▸ **EXERCISE GOAL**
Each record below should be output verbatim, without pictures.
====== EXTRACTED RECORDS ======
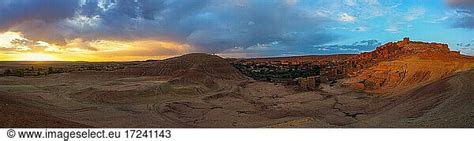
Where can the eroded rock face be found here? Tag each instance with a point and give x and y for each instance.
(404, 64)
(189, 69)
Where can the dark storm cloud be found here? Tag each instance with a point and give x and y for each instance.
(208, 25)
(357, 47)
(465, 12)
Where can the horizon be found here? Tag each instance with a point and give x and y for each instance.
(124, 31)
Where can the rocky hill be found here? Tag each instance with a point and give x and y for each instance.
(406, 64)
(194, 68)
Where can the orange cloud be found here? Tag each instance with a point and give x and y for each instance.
(80, 50)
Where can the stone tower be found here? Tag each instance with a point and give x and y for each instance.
(406, 40)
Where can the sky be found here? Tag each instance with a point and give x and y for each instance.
(130, 30)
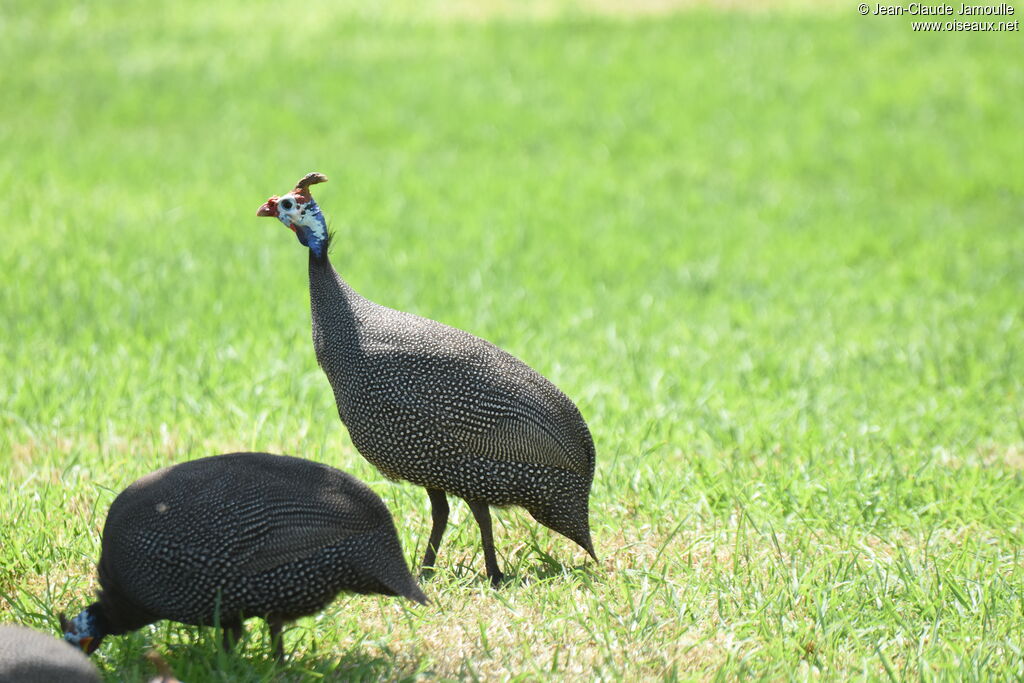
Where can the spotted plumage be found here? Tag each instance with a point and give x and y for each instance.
(222, 539)
(31, 656)
(445, 410)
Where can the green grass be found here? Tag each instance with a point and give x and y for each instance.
(776, 259)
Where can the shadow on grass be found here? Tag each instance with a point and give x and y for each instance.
(195, 654)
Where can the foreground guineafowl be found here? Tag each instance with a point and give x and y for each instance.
(31, 656)
(221, 539)
(440, 408)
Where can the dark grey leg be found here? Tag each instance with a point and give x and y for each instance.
(230, 635)
(275, 640)
(482, 513)
(438, 510)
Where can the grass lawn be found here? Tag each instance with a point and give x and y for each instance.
(776, 258)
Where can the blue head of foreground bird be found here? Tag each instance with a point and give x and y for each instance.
(221, 539)
(298, 211)
(440, 408)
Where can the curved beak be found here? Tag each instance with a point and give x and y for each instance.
(269, 208)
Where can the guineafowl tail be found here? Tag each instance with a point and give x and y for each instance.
(384, 570)
(568, 517)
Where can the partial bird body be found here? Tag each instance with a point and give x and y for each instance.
(30, 656)
(222, 539)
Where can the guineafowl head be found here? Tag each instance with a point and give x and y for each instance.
(299, 212)
(85, 631)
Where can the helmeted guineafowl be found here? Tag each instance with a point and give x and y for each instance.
(31, 656)
(221, 539)
(440, 408)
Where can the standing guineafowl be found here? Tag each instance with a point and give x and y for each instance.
(440, 408)
(221, 539)
(31, 656)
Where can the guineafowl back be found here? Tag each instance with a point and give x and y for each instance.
(31, 656)
(443, 409)
(245, 535)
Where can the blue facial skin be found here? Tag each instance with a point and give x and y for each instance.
(308, 221)
(84, 626)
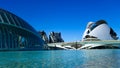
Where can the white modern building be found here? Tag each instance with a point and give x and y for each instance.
(97, 31)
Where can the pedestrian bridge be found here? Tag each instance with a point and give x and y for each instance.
(114, 42)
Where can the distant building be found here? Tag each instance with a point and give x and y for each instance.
(17, 34)
(55, 37)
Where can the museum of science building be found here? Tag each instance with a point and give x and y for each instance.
(16, 34)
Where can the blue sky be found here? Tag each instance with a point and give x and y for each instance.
(69, 17)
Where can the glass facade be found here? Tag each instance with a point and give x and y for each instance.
(16, 34)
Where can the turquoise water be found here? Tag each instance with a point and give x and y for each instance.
(61, 59)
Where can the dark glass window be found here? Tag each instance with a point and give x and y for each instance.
(4, 17)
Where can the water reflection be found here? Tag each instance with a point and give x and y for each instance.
(108, 58)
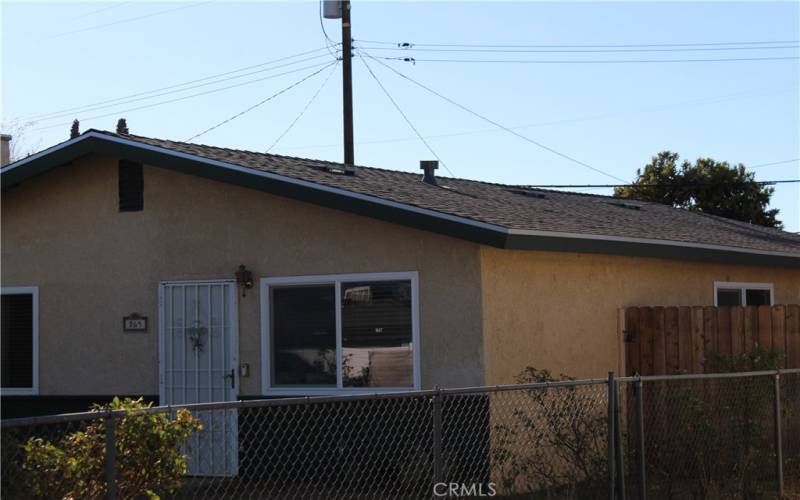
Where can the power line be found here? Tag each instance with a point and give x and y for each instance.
(588, 61)
(127, 20)
(559, 51)
(696, 101)
(695, 184)
(496, 124)
(782, 162)
(263, 101)
(305, 108)
(184, 89)
(576, 46)
(169, 87)
(169, 101)
(408, 121)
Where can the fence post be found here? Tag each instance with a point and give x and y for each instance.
(778, 440)
(640, 438)
(111, 457)
(618, 444)
(611, 433)
(437, 437)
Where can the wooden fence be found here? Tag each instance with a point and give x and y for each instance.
(670, 340)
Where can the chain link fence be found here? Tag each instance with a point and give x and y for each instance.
(693, 436)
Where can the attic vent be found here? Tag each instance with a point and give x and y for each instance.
(625, 204)
(528, 193)
(131, 186)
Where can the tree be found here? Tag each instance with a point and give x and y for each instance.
(706, 186)
(75, 130)
(122, 126)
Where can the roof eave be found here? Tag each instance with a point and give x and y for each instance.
(382, 209)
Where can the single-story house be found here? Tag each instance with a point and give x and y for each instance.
(186, 273)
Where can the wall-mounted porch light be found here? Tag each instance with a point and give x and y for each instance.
(244, 279)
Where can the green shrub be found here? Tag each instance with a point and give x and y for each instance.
(554, 444)
(148, 449)
(761, 359)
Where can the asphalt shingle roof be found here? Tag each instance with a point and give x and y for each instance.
(503, 205)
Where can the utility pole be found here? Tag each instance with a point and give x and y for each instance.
(347, 86)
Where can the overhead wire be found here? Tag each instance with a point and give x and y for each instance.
(693, 184)
(190, 96)
(582, 51)
(696, 101)
(260, 103)
(127, 20)
(169, 87)
(305, 108)
(588, 61)
(405, 117)
(609, 46)
(495, 123)
(184, 89)
(772, 164)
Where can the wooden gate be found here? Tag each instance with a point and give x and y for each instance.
(670, 340)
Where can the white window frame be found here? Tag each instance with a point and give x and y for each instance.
(743, 287)
(34, 390)
(336, 280)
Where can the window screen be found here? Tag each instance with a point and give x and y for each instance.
(304, 335)
(757, 297)
(16, 339)
(377, 334)
(131, 186)
(729, 297)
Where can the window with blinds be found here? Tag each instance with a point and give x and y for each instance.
(17, 340)
(342, 332)
(743, 294)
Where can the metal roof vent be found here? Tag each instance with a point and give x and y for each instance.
(429, 167)
(625, 204)
(528, 193)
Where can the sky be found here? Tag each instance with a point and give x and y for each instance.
(598, 122)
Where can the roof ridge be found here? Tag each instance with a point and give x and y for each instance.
(368, 167)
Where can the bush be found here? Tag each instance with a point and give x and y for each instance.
(761, 359)
(148, 448)
(554, 446)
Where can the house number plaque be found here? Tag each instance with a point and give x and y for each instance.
(134, 323)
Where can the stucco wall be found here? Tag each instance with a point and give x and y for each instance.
(93, 265)
(560, 311)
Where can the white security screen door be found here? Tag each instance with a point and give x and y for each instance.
(198, 356)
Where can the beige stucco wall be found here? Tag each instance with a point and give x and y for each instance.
(560, 311)
(93, 265)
======
▸ **SOLUTION TO THE EXERCISE**
Where can the eroded rock face be found here? Tag each instance with a point and give x and y for each instance.
(404, 64)
(189, 69)
Where can the dark storm cloud be found here? Tag each instance with a point and give x and y for each instance.
(208, 25)
(357, 47)
(465, 12)
Where can the horizon be found here? Tag each instance with a point and give x and y for each instance.
(124, 31)
Where can the rocky hill be found here? Tag each instance with a point and give x and y for each instance.
(406, 64)
(194, 68)
Where can the orange cloud be found here? Tag each instance with a point and give x and y for each instance.
(80, 50)
Where can the stone tower be found here? Tag each instance with a point and give x and y for each instance.
(406, 40)
Where can the sky be found here? Tag each instance with a point and give x and y for each instance.
(130, 30)
Where can the spotted plumage be found here? Tag each instance with a point and give x and y for each instance.
(222, 539)
(31, 656)
(445, 410)
Where can the green grass be found here? Tag each instance with a point and give x and y for each instance.
(776, 259)
Where can the shadow on grass be found here? Tag each instance with a point and give x and y for each instance.
(195, 654)
Where can the foreground guineafowl be found here? Tag each instance with a point and give x and y for each instance.
(31, 656)
(221, 539)
(440, 408)
Where can the dark grey leg be found here? Tag each instance with a point and give x and y for each instance.
(230, 635)
(275, 640)
(482, 513)
(438, 510)
Where can the grass lawn be found here? Tag each instance with a point and give x and y for each instance.
(776, 258)
Where can the blue head of foreground bird be found here? Tag each instance with a point and give x and y for each instance.
(221, 539)
(298, 211)
(440, 408)
Where can the curved beak be found here? Tag each instance with a point and give x and y for each instance.
(269, 208)
Where can the guineafowl tail be found here? Tag each instance with a point and give x and y for each instance.
(384, 570)
(568, 517)
Where can the partial bird body be found here? Tag each instance with a point and give x and y for each instance.
(30, 656)
(222, 539)
Where can the guineafowl head be found here? Tag each instance with a point and give x and y for each instance.
(299, 212)
(85, 631)
Where can the helmeted guineafowl be found here? Tag each instance with a point and give x and y for each instance.
(31, 656)
(221, 539)
(440, 408)
Where can the standing guineafowl be found here? Tag each instance with a point and give x and y for each instance.
(440, 408)
(221, 539)
(31, 656)
Where can the guineafowl back be found here? Tag each instance with a point and give x and y for each instance.
(31, 656)
(443, 409)
(245, 535)
Where can the blue facial skin be found here? Tag each instance with a point and give x and y for each instance.
(308, 221)
(84, 626)
Where can the white modern building be found here? Tag each instance with a point and give x and y for each instance.
(97, 31)
Where can the pedestrian bridge be found here? Tag each instance with a point and give x and y for each instance.
(114, 42)
Where can the distant building be found here? Tag each instance with a point and give x and y for each instance.
(17, 34)
(55, 37)
Where can the museum of science building be found here? Tag each instance with a point and give x and y for each instance.
(16, 34)
Where can the blue sky be found here? Tag each instance with a point and give x and y for each instance.
(69, 17)
Where can the glass facade be found here? Tag each instance with a point and give x and y for each instance.
(16, 34)
Where can the turquoise water be found here? Tag each instance with a point and give x and y for each instance.
(61, 59)
Where can the dark glass window be found here? Tag each instance with a point and give x and y for each instance.
(4, 17)
Where can the water reflection be found here? Tag each instance with a point and give x and y for each instance.
(108, 58)
Where can the power line be found here? Tag each instance with a point and give x and y for each instance.
(588, 61)
(127, 20)
(559, 51)
(696, 101)
(695, 184)
(496, 124)
(782, 162)
(263, 101)
(305, 108)
(184, 89)
(576, 46)
(169, 87)
(169, 101)
(408, 121)
Where can the fence post be found here? Tag each instance with a point and give x and y for each instance.
(778, 440)
(640, 438)
(111, 457)
(618, 444)
(611, 433)
(437, 437)
Where can the wooden fence be found here? Tag each instance with a point and give x and y for each instance.
(670, 340)
Where can the chain link fence be found here? Tag each instance with a point and give x and y for each instance.
(693, 436)
Where can the attic vent be found here? Tag each instance with a point and give x and y for each instance.
(625, 204)
(528, 193)
(131, 186)
Where can the tree be found here? Tag each instance with a point and give x and y for each instance.
(706, 186)
(75, 130)
(122, 126)
Where can the roof eave be found here? Tag each instance with a point and give x and y for each instance.
(382, 209)
Where can the single-story house be found here? Tag each instance with a point and give x and y for each instance.
(186, 273)
Where can the wall-mounted porch light be found here? Tag each instance with a point and give x and y for each instance.
(244, 279)
Where can the green shrub be found here? Tag each instance with a point and give x and y for each instance.
(554, 444)
(148, 449)
(761, 359)
Where can the asphalt shingle roof be found here? Tag each instance with a point and give x and y for each instance.
(503, 205)
Where can the utility pole be found here? Tag each instance with a point and give x and y for each instance.
(347, 86)
Where can the overhead wire be found here? Tag each instance with a point and give x and y for each instance.
(693, 184)
(190, 96)
(582, 51)
(696, 101)
(260, 103)
(127, 20)
(169, 87)
(305, 108)
(588, 61)
(405, 117)
(609, 46)
(495, 123)
(184, 89)
(772, 164)
Where can the wooden gate be found here? Tag each instance with a point and give x and y for each instance.
(670, 340)
Where can the white window frame be found here? Tag each instance with a point and give x and y for each instance.
(743, 287)
(34, 390)
(336, 280)
Where can the window screen be found here? Tag each instance with a point and give x and y for each instance.
(304, 335)
(757, 297)
(16, 339)
(377, 334)
(131, 186)
(729, 297)
Where can the window with blinds be found here? Tag each instance with a point and give x and y for each instance.
(17, 340)
(342, 332)
(743, 294)
Where can the metal roof vent be found here? Tag each instance with a point and give x and y for each instance.
(429, 167)
(625, 204)
(528, 193)
Where can the sky be found here? Tag each instance with a point and give x and y for each instance.
(598, 122)
Where can the roof ridge be found here? Tag each instance with a point and give x and y for each instance.
(368, 167)
Where can the bush be found here? Tag each instance with a point and give x and y for each instance.
(761, 359)
(148, 448)
(554, 446)
Where can the house number plaque be found here? Tag each instance with a point and give x and y for each instance.
(134, 323)
Where can the stucco wall be found here? Tag each instance with a point and give x and y for each instance.
(93, 265)
(560, 311)
Where can the white security screen door be found here? Tag each instance with a point and give x and y for each instance.
(198, 356)
Where can the beige stucco wall be found here? Tag each instance with a point and give x and y for each instance.
(560, 311)
(93, 265)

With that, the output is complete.